→ Provided records:
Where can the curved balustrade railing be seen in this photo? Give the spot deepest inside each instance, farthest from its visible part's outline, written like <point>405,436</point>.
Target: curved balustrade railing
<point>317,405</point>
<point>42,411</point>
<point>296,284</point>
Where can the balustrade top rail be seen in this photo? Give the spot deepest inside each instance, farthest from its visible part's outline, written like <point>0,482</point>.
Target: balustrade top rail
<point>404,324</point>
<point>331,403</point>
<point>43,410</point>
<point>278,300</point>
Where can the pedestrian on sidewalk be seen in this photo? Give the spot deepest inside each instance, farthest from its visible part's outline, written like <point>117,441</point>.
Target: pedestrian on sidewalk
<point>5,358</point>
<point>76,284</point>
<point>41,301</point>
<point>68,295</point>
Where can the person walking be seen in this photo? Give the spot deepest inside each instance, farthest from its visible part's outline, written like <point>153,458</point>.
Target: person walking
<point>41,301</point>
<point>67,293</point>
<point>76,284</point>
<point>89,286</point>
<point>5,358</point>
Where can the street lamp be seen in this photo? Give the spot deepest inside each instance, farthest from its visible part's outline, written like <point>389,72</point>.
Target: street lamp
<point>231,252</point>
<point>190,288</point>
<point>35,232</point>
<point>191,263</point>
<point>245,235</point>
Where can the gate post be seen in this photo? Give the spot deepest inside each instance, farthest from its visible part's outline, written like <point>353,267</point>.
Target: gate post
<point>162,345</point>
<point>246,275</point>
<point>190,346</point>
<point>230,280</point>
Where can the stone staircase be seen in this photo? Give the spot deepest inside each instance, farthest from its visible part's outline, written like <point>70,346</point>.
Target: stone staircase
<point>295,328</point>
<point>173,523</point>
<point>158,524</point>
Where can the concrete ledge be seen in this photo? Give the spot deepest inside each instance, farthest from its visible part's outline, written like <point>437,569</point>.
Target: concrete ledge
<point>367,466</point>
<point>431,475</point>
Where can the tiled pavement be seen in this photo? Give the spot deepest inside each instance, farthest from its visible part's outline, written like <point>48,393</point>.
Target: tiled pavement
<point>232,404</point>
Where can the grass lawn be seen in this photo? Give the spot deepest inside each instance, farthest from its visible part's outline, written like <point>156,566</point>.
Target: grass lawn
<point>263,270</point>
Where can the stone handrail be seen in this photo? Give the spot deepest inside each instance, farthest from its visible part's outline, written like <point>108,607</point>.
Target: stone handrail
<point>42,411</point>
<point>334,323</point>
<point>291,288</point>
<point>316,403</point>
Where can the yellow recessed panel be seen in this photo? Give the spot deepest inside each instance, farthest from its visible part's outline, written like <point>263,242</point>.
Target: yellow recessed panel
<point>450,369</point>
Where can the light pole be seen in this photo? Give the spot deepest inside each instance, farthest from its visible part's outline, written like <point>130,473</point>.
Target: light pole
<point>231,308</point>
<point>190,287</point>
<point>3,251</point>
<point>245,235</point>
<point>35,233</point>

→ What the task asks: Starting at the line that contains "Where can the stone staircase" and ending with the line that contains "<point>263,270</point>", copy those lines of the entries again without any change.

→ Exercise answer:
Where can the stone staircase be seen in this photo? Give the spot deepest inside each instance, farthest from its visible part's outline, written like <point>70,346</point>.
Target: stone staircase
<point>295,328</point>
<point>173,523</point>
<point>158,524</point>
Where can the concrete ledge be seen in this photo? Give the spot deepest inside each instance, farthest from its visible part's outline, written like <point>437,569</point>.
Target: concrete ledge
<point>367,466</point>
<point>431,475</point>
Where can the tiled pavement be seen in this photo? Give the spot deepest inside each instance, farthest from its visible part's outline, written like <point>48,393</point>.
Target: tiled pavement
<point>232,404</point>
Where can the grass lawn be seen in this photo? Give the spot deepest inside each instance, farthest from its visible part's outline, written like <point>156,566</point>.
Target: grass lawn
<point>263,270</point>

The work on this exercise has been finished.